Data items
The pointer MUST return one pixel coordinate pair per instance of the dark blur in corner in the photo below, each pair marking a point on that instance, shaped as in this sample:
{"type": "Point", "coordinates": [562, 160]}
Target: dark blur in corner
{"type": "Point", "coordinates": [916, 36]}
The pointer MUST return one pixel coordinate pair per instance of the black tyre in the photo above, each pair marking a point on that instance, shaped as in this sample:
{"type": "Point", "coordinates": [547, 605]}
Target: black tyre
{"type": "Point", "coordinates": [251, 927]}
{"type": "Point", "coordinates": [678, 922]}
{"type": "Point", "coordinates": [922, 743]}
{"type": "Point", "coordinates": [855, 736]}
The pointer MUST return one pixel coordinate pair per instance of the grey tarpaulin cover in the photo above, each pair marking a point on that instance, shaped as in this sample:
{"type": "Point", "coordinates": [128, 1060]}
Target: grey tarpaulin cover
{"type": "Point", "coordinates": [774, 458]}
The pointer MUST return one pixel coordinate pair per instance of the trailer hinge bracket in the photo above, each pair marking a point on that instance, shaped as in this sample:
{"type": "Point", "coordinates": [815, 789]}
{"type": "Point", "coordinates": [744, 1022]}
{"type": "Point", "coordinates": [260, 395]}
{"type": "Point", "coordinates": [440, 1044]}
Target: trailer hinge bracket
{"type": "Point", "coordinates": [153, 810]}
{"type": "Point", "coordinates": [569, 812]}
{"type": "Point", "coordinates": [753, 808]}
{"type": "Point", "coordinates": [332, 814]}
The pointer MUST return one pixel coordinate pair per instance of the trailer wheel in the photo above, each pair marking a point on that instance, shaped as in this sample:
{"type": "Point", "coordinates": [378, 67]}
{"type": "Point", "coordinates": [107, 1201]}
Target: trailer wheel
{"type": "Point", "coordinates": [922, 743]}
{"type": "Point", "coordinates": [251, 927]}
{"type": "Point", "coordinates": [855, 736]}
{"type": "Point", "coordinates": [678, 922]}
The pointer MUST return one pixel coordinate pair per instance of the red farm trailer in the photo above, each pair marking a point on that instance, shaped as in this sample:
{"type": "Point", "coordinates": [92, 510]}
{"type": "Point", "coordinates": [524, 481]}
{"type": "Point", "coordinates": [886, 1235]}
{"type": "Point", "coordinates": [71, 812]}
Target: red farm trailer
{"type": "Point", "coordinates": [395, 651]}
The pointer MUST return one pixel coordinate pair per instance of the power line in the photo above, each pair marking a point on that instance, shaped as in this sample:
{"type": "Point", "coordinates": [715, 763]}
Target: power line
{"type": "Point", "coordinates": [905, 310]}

— TASK TO CARRY OUT —
Print each line, starting with the one that contains "Target: red farm trailer" and ending with the last line of the data, exactly as it stands and with no other lines.

— RESULT OF THIS EXERCISE —
Target: red farm trailer
{"type": "Point", "coordinates": [395, 651]}
The pointer MUST return one pixel coordinate pair per instance of the power line in the photo above, each pair marking a point on that instance, shaped as in this sample:
{"type": "Point", "coordinates": [715, 763]}
Target: power line
{"type": "Point", "coordinates": [905, 310]}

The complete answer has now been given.